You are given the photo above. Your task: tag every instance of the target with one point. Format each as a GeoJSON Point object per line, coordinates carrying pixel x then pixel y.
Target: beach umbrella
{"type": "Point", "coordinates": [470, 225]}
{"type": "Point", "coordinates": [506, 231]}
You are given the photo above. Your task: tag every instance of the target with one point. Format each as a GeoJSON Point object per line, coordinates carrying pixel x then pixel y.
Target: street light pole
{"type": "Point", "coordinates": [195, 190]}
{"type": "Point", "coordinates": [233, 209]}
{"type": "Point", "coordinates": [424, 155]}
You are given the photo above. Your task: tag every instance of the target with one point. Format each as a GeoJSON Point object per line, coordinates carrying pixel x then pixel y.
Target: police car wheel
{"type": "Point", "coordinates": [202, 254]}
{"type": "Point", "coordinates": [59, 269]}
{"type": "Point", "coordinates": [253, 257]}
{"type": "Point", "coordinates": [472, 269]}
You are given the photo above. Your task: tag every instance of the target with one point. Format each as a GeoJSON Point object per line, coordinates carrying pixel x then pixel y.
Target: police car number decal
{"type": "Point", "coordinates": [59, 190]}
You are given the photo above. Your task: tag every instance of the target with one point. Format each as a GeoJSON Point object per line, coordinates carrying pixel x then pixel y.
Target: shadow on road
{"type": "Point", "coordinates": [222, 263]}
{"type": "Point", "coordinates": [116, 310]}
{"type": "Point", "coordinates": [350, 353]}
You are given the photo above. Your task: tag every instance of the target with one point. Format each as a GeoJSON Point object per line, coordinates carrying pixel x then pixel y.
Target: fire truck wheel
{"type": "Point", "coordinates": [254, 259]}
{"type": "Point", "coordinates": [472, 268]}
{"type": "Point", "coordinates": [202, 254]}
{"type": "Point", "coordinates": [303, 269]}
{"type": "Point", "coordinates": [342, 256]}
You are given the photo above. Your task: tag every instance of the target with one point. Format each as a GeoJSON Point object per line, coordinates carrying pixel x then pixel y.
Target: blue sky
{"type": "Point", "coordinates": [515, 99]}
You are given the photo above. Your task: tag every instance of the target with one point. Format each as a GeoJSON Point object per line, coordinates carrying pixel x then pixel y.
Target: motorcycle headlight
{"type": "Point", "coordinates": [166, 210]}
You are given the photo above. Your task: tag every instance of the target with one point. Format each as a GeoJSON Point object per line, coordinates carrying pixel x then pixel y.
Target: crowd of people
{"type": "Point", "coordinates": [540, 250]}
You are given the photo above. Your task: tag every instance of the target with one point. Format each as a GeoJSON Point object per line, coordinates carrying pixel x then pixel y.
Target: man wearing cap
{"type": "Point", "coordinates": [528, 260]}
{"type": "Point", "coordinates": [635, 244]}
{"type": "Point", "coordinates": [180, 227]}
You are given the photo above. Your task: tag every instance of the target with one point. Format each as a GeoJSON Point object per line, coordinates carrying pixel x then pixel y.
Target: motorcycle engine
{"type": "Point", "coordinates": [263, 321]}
########################################
**EXERCISE:**
All lines in the listing above should be written out again exactly.

**EXERCISE ANSWER:**
You are given the photo above. Your task: tag every instance of the target with one point. Format each as a GeoJSON Point object per line, coordinates carrying pixel x then pixel y.
Target: beach umbrella
{"type": "Point", "coordinates": [470, 225]}
{"type": "Point", "coordinates": [506, 231]}
You are given the photo above. Your task: tag every instance of the target with one point. Format each as a GeoJSON Point object per line, coordinates carrying pixel x then pixel y.
Target: street light pole
{"type": "Point", "coordinates": [195, 190]}
{"type": "Point", "coordinates": [233, 209]}
{"type": "Point", "coordinates": [424, 155]}
You are given the photo above. Your task: tag every instance of the target with one point. Format each as a GeoJSON Point object per line, coordinates carrying pixel x then pixel y.
Target: police car wheel
{"type": "Point", "coordinates": [202, 254]}
{"type": "Point", "coordinates": [59, 269]}
{"type": "Point", "coordinates": [253, 257]}
{"type": "Point", "coordinates": [472, 269]}
You are given the photo above. Your task: tag every instance of the target with one point. Format each as a GeoJSON Point object per line, coordinates carrying pixel x then pixel y.
Target: police car number decal
{"type": "Point", "coordinates": [59, 190]}
You are given the photo above. Your task: tag every instance of the target with one point. Format each as a GeoJSON Point object per line, coordinates carrying pixel x then pixel y.
Target: shadow on road
{"type": "Point", "coordinates": [222, 263]}
{"type": "Point", "coordinates": [116, 310]}
{"type": "Point", "coordinates": [350, 353]}
You are given the photo above. Your task: tag every instance of the target with one point. Format each as a GeoJSON Point object per line, coordinates carrying pixel x then pixel y.
Target: fire truck wheel
{"type": "Point", "coordinates": [254, 259]}
{"type": "Point", "coordinates": [472, 268]}
{"type": "Point", "coordinates": [202, 254]}
{"type": "Point", "coordinates": [303, 269]}
{"type": "Point", "coordinates": [342, 256]}
You are given the photo above. Your task: tag every instance of the target with one point. Format each as a GeoJSON Point object per line, coordinates carrying pixel x then pixel y.
Target: blue sky
{"type": "Point", "coordinates": [515, 99]}
You are given the photo above. Your task: tag every instance of the target with one point. Format each as a GeoJSON Point object per line, coordinates carrying pixel x then pixel y.
Target: motorcycle headlight
{"type": "Point", "coordinates": [166, 210]}
You are given the photo above. Your task: tag every instance of the target with one point. Format each as a GeoJSON Point object per line, coordinates carrying pixel x then pixel y.
Target: crowd of people
{"type": "Point", "coordinates": [540, 250]}
You are given the photo above. Your task: tag every instance of the target with one point. Format each as a GeoJSON Point object per line, coordinates carrying pixel x then pixel y.
Target: man wearing cap
{"type": "Point", "coordinates": [528, 260]}
{"type": "Point", "coordinates": [635, 244]}
{"type": "Point", "coordinates": [180, 227]}
You are given the photo above. Your task: tag every instance of the target with one point. Format each as a GeoJSON Point object per line, coordinates carrying pixel x then pixel y.
Target: motorcycle engine
{"type": "Point", "coordinates": [263, 321]}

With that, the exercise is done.